-- WORK TO BE COMPLETED --
Please repeat the line that has "In this exercise you will mark the vegetated" and all lines after it, exactly as they appear, through the end of the entries.
(MATERIAL FOR THIS TASK Opens)
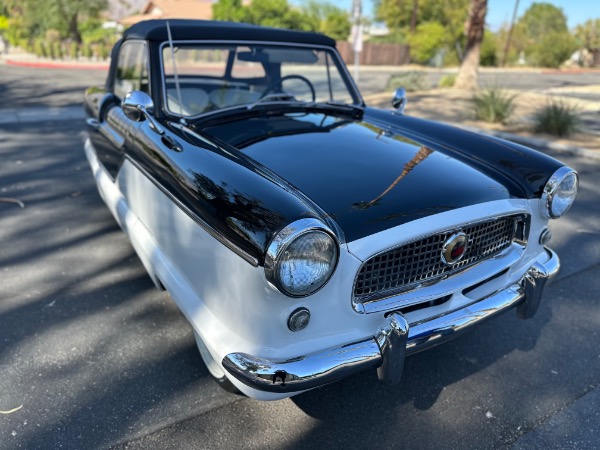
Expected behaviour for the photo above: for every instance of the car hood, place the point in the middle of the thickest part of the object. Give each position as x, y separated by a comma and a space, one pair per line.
367, 177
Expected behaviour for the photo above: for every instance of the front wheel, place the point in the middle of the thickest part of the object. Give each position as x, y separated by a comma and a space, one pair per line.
213, 367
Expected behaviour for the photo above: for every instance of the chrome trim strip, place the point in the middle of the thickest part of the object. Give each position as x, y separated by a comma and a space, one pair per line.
192, 215
394, 340
332, 50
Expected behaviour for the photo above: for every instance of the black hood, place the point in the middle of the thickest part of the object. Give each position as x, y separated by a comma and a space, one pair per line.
367, 176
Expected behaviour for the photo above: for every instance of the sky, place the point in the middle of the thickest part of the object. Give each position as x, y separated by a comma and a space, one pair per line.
500, 11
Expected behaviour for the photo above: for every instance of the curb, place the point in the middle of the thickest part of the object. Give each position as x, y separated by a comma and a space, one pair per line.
58, 65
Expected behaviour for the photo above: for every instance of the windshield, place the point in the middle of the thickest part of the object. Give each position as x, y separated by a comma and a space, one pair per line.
220, 76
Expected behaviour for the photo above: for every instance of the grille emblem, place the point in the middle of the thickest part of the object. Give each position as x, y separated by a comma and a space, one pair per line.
454, 249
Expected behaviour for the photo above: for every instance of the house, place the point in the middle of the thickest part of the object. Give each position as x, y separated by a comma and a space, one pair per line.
171, 9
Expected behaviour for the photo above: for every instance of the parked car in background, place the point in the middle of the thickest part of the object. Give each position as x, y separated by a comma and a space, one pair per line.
304, 235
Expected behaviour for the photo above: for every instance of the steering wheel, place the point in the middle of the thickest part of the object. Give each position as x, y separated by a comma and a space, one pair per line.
280, 81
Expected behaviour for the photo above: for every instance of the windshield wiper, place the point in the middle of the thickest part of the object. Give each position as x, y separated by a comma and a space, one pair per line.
337, 104
274, 96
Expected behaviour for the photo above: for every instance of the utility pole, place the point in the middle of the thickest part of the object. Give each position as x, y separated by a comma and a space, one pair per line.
509, 37
357, 35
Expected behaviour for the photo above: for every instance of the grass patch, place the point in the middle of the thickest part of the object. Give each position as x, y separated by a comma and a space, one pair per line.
493, 105
411, 81
447, 80
557, 118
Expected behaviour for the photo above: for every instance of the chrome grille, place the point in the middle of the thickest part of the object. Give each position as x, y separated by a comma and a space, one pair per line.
419, 262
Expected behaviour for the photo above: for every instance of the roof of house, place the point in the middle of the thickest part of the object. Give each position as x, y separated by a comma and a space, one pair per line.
156, 30
172, 9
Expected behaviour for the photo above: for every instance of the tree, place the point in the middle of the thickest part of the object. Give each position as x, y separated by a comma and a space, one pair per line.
424, 43
541, 19
230, 10
35, 17
322, 17
588, 34
548, 42
467, 75
328, 19
403, 18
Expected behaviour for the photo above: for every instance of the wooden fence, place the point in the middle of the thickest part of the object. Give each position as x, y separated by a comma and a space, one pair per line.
376, 54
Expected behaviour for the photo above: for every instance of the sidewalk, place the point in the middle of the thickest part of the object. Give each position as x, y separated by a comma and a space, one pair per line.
19, 58
445, 105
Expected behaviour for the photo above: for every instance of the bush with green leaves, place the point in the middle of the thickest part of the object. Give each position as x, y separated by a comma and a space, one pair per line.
558, 118
426, 41
411, 81
40, 48
493, 104
447, 80
487, 56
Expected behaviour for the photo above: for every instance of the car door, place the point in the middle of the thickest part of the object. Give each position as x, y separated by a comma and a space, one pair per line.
111, 129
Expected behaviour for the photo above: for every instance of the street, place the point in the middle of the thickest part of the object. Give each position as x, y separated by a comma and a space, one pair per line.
98, 358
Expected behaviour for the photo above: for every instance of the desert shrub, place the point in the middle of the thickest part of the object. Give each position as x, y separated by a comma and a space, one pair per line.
489, 49
447, 80
557, 118
426, 41
57, 50
103, 51
411, 81
493, 104
40, 49
86, 50
73, 50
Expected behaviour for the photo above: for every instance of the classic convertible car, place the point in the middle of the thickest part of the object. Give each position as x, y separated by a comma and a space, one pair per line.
304, 235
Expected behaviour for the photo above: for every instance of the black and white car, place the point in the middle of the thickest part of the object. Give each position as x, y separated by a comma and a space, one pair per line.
304, 235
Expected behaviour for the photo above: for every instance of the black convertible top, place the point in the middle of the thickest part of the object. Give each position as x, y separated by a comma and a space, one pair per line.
185, 29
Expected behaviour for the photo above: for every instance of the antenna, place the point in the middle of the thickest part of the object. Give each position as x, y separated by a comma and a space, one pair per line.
182, 120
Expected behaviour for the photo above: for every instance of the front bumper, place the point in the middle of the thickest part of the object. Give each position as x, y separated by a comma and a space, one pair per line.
395, 340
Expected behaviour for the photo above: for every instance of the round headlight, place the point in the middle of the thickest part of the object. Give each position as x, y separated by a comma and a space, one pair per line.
301, 258
559, 193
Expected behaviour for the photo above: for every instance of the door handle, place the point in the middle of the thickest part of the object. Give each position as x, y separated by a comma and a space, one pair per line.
171, 144
92, 123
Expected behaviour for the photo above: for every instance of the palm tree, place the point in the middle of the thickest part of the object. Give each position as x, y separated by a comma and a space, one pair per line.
467, 75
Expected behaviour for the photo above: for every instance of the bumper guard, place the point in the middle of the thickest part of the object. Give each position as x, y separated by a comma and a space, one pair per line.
386, 350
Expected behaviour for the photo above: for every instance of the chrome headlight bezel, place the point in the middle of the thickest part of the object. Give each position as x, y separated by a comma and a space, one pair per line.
286, 237
552, 188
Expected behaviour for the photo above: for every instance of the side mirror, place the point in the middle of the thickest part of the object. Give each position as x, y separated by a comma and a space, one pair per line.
399, 99
138, 106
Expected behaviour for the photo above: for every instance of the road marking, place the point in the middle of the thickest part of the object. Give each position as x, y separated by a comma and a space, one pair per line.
40, 114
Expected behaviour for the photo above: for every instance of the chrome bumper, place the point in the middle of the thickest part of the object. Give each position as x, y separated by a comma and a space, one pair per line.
386, 350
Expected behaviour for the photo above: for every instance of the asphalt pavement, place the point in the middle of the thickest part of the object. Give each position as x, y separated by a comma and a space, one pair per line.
92, 356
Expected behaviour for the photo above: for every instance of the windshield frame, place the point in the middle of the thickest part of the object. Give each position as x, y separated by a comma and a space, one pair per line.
331, 51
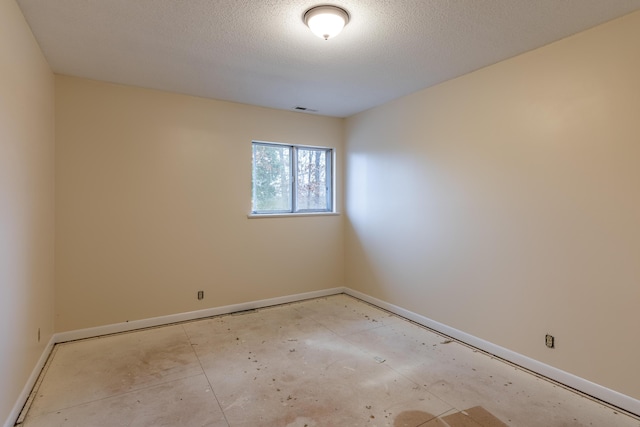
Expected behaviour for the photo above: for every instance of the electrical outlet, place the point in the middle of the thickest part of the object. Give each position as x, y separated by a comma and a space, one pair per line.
549, 341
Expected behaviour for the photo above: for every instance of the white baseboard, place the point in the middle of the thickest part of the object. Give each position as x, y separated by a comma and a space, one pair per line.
191, 315
602, 393
612, 397
147, 323
26, 390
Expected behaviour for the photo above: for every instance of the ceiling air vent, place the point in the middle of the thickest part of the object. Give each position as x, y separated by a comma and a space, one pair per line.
309, 110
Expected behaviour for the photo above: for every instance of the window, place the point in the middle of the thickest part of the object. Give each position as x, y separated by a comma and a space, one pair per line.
291, 179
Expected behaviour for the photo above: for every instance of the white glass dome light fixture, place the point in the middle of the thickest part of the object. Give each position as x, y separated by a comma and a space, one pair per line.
326, 21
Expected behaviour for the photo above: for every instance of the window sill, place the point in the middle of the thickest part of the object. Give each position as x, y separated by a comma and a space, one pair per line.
285, 215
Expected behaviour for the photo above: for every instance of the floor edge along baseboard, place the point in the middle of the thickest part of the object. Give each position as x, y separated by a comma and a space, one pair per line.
611, 397
606, 395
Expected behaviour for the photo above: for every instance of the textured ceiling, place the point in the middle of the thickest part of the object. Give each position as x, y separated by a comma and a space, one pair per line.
260, 52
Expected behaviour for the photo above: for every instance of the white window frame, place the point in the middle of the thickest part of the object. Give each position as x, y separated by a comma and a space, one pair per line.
330, 189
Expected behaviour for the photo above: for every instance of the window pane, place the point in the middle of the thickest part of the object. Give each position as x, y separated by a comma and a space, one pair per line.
312, 179
271, 178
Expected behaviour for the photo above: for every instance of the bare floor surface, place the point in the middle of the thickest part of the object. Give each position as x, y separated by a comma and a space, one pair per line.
333, 361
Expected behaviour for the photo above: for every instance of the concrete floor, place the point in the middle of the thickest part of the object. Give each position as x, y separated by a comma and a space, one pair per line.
332, 361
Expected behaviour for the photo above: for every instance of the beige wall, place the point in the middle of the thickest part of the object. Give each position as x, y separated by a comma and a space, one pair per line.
153, 192
506, 203
26, 204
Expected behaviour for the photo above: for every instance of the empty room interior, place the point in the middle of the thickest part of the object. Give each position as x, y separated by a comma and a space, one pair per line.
470, 255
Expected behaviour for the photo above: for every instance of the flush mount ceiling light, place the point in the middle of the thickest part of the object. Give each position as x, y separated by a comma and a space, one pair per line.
326, 21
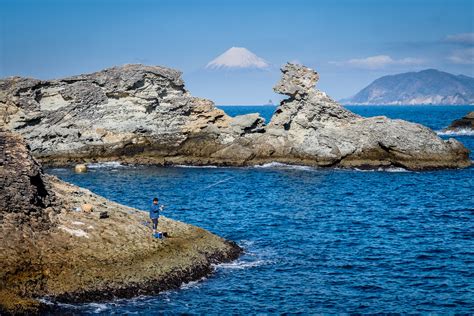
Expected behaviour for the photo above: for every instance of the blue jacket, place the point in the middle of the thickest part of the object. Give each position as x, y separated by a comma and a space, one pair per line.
155, 211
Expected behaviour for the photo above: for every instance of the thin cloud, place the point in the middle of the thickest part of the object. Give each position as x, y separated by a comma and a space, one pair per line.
462, 56
462, 38
378, 62
237, 57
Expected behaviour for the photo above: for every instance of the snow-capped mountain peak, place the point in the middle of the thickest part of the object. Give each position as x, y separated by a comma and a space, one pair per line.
237, 57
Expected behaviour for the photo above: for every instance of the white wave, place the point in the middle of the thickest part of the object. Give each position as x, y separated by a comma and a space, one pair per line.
107, 164
279, 165
393, 169
192, 284
191, 166
239, 265
379, 169
457, 132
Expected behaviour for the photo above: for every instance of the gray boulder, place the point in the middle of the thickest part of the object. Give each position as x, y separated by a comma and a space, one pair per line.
143, 114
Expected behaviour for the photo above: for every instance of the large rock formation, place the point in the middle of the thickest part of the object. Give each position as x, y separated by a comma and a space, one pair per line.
464, 123
143, 114
50, 248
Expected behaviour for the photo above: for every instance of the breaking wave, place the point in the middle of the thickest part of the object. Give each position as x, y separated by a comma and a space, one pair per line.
107, 164
279, 165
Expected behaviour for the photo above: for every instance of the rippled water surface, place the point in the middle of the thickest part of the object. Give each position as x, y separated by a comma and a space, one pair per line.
316, 240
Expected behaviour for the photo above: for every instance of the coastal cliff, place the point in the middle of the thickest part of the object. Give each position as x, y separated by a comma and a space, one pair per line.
50, 248
143, 114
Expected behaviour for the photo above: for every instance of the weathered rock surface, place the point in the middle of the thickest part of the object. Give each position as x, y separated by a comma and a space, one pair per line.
466, 122
143, 114
50, 248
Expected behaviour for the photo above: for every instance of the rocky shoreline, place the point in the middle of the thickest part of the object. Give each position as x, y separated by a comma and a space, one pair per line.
143, 114
50, 248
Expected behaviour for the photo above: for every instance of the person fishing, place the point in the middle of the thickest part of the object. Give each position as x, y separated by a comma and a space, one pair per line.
155, 215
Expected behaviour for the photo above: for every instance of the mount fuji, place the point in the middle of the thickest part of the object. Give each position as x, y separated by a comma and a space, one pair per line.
237, 58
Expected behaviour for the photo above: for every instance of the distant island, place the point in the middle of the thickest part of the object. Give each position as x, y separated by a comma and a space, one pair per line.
428, 86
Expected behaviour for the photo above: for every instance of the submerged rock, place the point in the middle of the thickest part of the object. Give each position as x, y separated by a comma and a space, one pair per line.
49, 250
466, 122
143, 114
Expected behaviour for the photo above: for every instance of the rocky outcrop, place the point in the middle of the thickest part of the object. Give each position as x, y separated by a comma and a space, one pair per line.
143, 114
466, 122
50, 248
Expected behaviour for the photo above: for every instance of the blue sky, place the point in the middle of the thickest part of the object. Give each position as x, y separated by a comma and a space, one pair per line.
350, 43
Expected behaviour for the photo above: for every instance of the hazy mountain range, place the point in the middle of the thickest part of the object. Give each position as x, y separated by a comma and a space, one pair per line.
428, 86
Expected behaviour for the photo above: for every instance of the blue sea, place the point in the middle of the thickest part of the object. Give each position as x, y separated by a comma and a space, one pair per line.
316, 240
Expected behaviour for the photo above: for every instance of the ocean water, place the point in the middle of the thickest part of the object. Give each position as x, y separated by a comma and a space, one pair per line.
316, 240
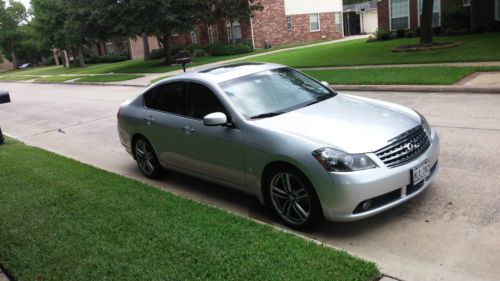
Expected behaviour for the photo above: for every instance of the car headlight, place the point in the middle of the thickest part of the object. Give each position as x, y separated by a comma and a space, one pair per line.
339, 161
425, 124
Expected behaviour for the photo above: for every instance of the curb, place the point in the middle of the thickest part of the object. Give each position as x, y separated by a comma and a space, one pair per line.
420, 88
372, 88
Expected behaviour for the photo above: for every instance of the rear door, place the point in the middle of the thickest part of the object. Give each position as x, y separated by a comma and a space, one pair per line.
165, 114
212, 151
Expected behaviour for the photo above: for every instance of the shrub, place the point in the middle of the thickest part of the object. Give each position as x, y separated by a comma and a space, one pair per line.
198, 53
157, 54
382, 35
183, 54
455, 17
107, 59
437, 30
221, 49
400, 33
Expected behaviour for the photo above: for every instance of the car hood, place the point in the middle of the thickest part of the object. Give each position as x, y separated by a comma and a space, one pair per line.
352, 124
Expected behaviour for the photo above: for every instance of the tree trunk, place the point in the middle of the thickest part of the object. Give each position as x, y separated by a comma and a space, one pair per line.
426, 22
145, 43
81, 60
13, 54
167, 48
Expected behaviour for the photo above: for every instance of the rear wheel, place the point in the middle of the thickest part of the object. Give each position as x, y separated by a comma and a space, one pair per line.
292, 198
146, 159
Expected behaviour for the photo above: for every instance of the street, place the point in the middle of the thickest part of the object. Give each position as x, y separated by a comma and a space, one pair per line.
450, 232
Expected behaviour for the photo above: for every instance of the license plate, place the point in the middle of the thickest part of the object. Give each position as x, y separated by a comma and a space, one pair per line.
420, 173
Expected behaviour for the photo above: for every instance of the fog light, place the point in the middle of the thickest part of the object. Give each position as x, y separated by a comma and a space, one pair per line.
366, 205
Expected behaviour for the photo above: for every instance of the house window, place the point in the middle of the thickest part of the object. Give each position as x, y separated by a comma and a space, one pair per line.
124, 47
436, 12
314, 22
236, 32
210, 34
497, 10
399, 11
109, 48
194, 37
338, 22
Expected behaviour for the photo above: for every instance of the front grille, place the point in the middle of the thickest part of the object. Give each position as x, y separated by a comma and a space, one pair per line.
405, 147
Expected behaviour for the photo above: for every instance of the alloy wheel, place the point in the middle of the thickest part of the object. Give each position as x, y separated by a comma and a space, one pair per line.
145, 157
290, 198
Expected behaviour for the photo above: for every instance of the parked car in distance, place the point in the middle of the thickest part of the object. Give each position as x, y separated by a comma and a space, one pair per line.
274, 132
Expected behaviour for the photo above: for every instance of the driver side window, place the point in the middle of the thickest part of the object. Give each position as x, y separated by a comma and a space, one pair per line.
170, 98
202, 101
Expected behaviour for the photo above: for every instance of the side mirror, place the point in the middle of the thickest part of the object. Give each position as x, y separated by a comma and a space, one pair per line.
215, 119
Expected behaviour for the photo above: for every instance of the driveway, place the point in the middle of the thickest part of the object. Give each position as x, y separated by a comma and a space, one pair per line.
450, 232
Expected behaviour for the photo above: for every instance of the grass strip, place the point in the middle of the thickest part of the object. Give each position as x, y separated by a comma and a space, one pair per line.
18, 78
57, 78
397, 75
64, 220
108, 78
359, 52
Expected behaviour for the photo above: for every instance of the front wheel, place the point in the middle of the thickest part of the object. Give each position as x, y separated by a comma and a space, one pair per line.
146, 159
292, 198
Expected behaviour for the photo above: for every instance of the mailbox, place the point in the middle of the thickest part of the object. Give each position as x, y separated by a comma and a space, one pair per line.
4, 98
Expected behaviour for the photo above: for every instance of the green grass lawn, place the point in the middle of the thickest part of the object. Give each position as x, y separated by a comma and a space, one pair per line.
477, 47
17, 78
63, 220
397, 75
58, 78
108, 78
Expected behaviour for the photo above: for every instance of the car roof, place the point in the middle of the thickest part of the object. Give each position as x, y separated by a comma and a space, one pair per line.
222, 73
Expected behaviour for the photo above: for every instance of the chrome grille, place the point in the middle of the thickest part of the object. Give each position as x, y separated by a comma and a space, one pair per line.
404, 147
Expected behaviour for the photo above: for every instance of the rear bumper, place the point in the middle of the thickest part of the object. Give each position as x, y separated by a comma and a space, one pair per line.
385, 187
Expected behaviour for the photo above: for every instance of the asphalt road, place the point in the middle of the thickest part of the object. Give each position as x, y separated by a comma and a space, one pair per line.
450, 232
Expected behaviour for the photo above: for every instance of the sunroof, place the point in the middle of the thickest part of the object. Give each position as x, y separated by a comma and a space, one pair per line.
229, 67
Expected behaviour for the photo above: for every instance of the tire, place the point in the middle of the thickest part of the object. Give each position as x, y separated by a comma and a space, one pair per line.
146, 159
292, 198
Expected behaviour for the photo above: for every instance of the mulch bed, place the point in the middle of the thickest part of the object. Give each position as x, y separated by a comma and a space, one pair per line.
427, 47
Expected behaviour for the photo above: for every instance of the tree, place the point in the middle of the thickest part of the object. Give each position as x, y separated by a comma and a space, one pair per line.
426, 22
11, 19
236, 10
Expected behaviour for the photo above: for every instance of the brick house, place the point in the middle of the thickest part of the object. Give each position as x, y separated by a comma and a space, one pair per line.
281, 22
405, 14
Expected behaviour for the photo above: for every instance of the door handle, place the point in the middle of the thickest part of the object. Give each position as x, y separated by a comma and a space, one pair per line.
149, 120
188, 129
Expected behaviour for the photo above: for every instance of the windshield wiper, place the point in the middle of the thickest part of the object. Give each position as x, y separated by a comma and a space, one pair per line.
268, 114
325, 97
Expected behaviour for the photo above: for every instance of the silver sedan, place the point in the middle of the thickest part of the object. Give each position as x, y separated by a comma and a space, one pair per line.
272, 131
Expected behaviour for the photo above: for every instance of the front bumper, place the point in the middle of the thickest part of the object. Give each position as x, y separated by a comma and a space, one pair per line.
385, 187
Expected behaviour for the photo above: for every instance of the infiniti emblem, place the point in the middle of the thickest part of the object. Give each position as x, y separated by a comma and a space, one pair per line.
409, 147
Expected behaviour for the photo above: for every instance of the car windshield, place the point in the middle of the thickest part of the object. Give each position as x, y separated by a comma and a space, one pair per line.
273, 92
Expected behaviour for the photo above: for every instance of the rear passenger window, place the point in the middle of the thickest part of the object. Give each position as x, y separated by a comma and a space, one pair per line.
169, 98
202, 101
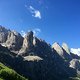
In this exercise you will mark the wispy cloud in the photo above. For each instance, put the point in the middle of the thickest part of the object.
(76, 51)
(23, 33)
(35, 13)
(36, 31)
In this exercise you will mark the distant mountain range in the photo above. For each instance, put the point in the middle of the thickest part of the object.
(37, 60)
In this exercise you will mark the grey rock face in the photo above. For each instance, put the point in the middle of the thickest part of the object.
(58, 49)
(27, 44)
(14, 40)
(11, 39)
(28, 40)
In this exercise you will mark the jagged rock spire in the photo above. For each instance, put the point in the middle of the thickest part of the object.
(58, 49)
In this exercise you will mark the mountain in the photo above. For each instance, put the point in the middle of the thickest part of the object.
(35, 59)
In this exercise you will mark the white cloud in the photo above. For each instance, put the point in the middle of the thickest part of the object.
(35, 13)
(36, 31)
(76, 51)
(23, 33)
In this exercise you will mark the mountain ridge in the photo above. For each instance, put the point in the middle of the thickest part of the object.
(36, 59)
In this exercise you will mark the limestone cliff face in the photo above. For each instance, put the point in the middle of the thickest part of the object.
(3, 34)
(58, 49)
(14, 41)
(27, 46)
(11, 39)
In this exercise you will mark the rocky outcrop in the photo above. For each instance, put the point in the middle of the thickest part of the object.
(14, 41)
(3, 34)
(58, 49)
(66, 48)
(27, 46)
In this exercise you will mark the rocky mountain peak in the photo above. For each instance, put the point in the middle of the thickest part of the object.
(58, 49)
(28, 40)
(3, 34)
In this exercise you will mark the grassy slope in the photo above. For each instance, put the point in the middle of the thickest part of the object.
(9, 74)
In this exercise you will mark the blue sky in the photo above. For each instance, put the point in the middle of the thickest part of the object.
(53, 20)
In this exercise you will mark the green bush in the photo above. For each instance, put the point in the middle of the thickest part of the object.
(9, 74)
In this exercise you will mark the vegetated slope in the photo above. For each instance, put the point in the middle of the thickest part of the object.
(9, 74)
(MATERIAL FOR THIS TASK Closes)
-- RESPONSE TO THE TASK --
In this exercise you will mark the vegetated slope in the photo above. For each instance, put the point in the middle of the thickest part of the object.
(9, 74)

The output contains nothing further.